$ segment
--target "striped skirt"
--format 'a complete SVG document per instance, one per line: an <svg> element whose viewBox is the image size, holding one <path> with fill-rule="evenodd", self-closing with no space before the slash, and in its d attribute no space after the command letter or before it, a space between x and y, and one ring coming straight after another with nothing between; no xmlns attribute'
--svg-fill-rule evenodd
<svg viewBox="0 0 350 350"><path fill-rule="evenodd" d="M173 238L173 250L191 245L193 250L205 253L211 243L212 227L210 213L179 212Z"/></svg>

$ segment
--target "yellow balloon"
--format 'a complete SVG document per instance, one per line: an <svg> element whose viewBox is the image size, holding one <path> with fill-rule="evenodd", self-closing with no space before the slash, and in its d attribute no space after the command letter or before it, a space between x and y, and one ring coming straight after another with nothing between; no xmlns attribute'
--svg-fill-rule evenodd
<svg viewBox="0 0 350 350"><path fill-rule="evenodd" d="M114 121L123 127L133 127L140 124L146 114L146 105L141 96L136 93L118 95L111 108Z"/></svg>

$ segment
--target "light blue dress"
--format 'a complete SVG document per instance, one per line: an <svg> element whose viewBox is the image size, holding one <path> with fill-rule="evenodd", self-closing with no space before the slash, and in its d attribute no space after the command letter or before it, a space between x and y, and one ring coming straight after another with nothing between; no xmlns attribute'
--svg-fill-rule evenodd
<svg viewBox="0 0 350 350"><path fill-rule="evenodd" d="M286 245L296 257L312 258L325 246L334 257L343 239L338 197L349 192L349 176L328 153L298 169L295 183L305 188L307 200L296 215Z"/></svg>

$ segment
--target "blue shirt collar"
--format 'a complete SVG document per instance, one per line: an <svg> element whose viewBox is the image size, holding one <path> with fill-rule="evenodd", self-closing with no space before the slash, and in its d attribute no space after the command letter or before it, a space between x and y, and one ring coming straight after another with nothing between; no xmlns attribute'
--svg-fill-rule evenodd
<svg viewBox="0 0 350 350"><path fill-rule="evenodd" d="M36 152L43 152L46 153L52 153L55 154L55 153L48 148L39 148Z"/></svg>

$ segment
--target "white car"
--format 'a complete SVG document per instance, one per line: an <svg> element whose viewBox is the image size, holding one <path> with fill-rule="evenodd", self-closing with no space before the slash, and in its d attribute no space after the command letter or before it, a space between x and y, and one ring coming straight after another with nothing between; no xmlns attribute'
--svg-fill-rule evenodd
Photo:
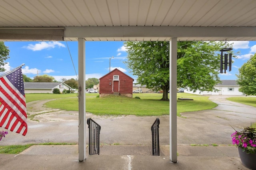
<svg viewBox="0 0 256 170"><path fill-rule="evenodd" d="M142 93L142 90L141 89L137 89L132 91L133 93Z"/></svg>
<svg viewBox="0 0 256 170"><path fill-rule="evenodd" d="M95 90L94 89L89 89L88 91L88 93L98 93L98 90Z"/></svg>

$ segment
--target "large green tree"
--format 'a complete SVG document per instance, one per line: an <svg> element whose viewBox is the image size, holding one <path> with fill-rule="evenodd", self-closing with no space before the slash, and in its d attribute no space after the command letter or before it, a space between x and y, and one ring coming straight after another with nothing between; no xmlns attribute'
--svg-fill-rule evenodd
<svg viewBox="0 0 256 170"><path fill-rule="evenodd" d="M10 50L8 47L5 46L4 43L0 41L0 72L5 71L4 66L6 63L4 61L9 58L8 57L9 52Z"/></svg>
<svg viewBox="0 0 256 170"><path fill-rule="evenodd" d="M127 41L125 63L138 76L137 83L155 90L163 90L162 100L169 100L170 48L168 41ZM177 86L193 91L214 91L220 82L221 41L177 42Z"/></svg>
<svg viewBox="0 0 256 170"><path fill-rule="evenodd" d="M246 96L256 96L256 54L252 55L247 62L238 69L236 81L238 89Z"/></svg>
<svg viewBox="0 0 256 170"><path fill-rule="evenodd" d="M34 77L34 82L54 82L54 78L47 74L44 74L42 76L36 76Z"/></svg>

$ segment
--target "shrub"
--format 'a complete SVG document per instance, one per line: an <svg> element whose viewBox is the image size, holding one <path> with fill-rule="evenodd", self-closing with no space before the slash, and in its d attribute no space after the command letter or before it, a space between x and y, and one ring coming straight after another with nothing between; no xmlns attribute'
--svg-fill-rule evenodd
<svg viewBox="0 0 256 170"><path fill-rule="evenodd" d="M55 88L53 89L52 93L54 94L60 94L60 91L58 88Z"/></svg>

_ _ _ _

Exercise objective: Reproduce the listing above word for word, starting at its first line and ending at the line that contains "238L173 250L191 245L193".

Result for this exercise:
$ segment
--target "striped skirt"
--format 'a complete SVG document per instance, one per line: an <svg> element whose viewBox is the image size, holding one <path> with fill-rule="evenodd", self-closing with no space before the slash, and in its d attribute no space after the command letter or before it, a space between x and y, and one ring coming straight after another with nothing between; no xmlns attribute'
--svg-fill-rule evenodd
<svg viewBox="0 0 350 350"><path fill-rule="evenodd" d="M173 238L173 250L191 245L193 250L205 253L211 243L212 227L210 213L179 212Z"/></svg>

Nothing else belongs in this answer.